Stored items from a collection

+ + + + + + +

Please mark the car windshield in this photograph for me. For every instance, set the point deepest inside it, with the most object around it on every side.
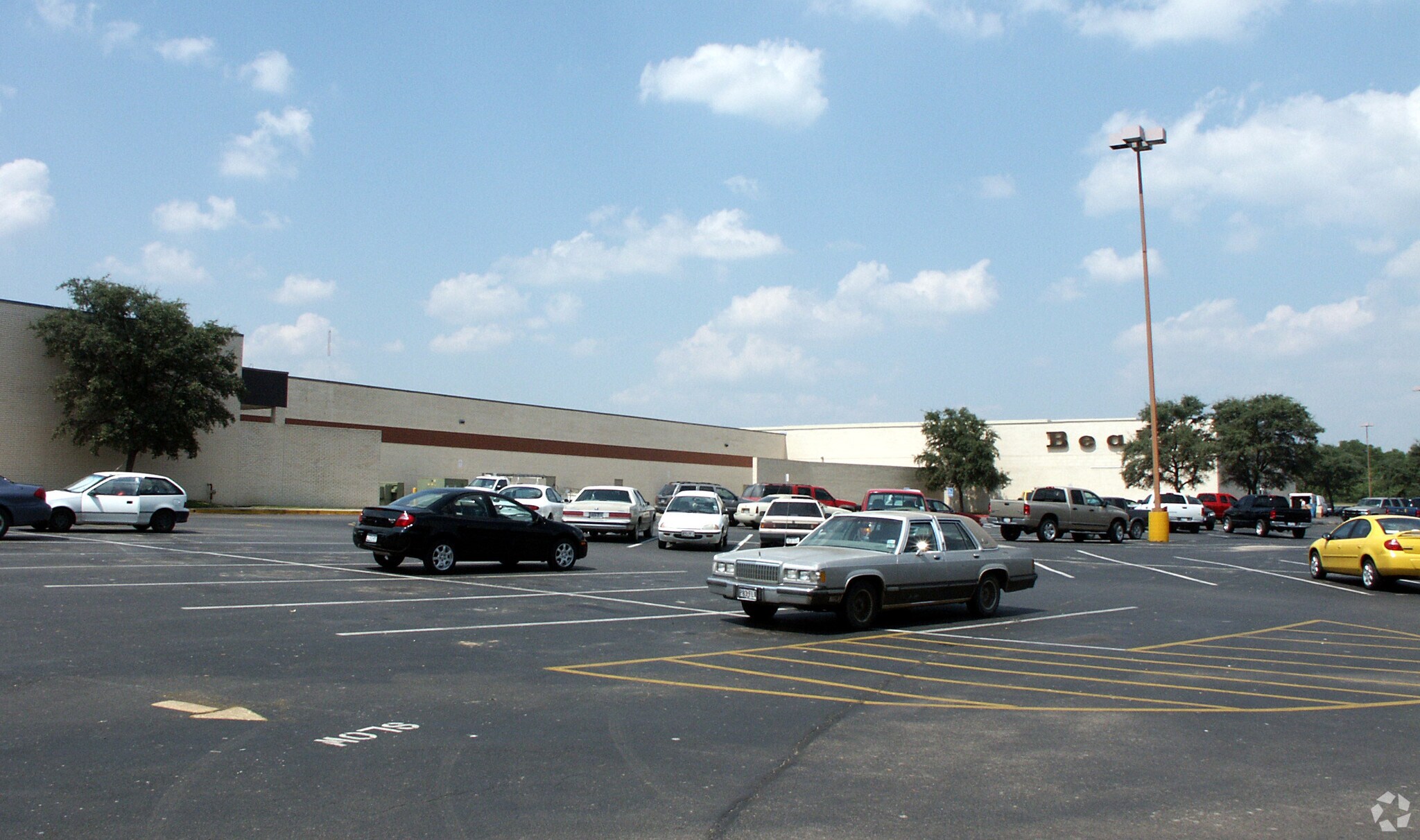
(424, 498)
(894, 501)
(604, 496)
(692, 504)
(1398, 524)
(85, 483)
(861, 532)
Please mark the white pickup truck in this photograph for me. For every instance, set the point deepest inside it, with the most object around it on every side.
(1050, 511)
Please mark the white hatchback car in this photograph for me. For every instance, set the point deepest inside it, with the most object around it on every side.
(537, 497)
(693, 517)
(120, 498)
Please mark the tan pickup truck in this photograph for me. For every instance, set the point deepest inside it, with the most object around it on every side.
(1051, 511)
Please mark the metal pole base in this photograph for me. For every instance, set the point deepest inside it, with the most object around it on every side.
(1158, 525)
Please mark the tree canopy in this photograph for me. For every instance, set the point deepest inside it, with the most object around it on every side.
(1264, 441)
(1186, 452)
(138, 375)
(960, 453)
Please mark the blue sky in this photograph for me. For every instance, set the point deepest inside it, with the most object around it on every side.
(745, 213)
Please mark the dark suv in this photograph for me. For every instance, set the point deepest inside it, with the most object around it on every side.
(673, 487)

+ + + + + + +

WHAT THE TASK REQUIRES:
Every entry above should be printed again exactly, except for the pictures.

EXPECTED ANSWER:
Please mark the car windshield in this photograph for me. For every instance, set the point deepest inside it, with the most object around it on every side.
(424, 498)
(894, 501)
(604, 496)
(692, 504)
(1398, 524)
(85, 483)
(861, 532)
Please mark the white pickup truck in this photograph for me. For every instance, set the point deepest inside it, with the most object around it on every side.
(1050, 511)
Please mark the white hatchback car in this photograph for me. For every instance, set the point deepest inside it, with the most object around it on every side.
(537, 497)
(693, 517)
(120, 498)
Please mark the tan pickup truck in this photograph for me. For every instance, set the point deepest inside it, with the most object around it on every side.
(1051, 511)
Please mark the metal pole base in this photograph for me. For every instance, set the point deepest inside it, with the most object around it on every side.
(1158, 525)
Please mark the tree canopy in this photograph for me. For every instance, set the point deepest inside it, with the most object around it on every side.
(1264, 441)
(1186, 452)
(138, 375)
(960, 453)
Please mark the blue sky in this photograph for me. For every instance, set the point deepest inside it, with the most object around it on every side.
(745, 213)
Please mark the dark suv in this photograph for me. For every instance, set the point deepest inside it, with the most object around it on every side.
(673, 487)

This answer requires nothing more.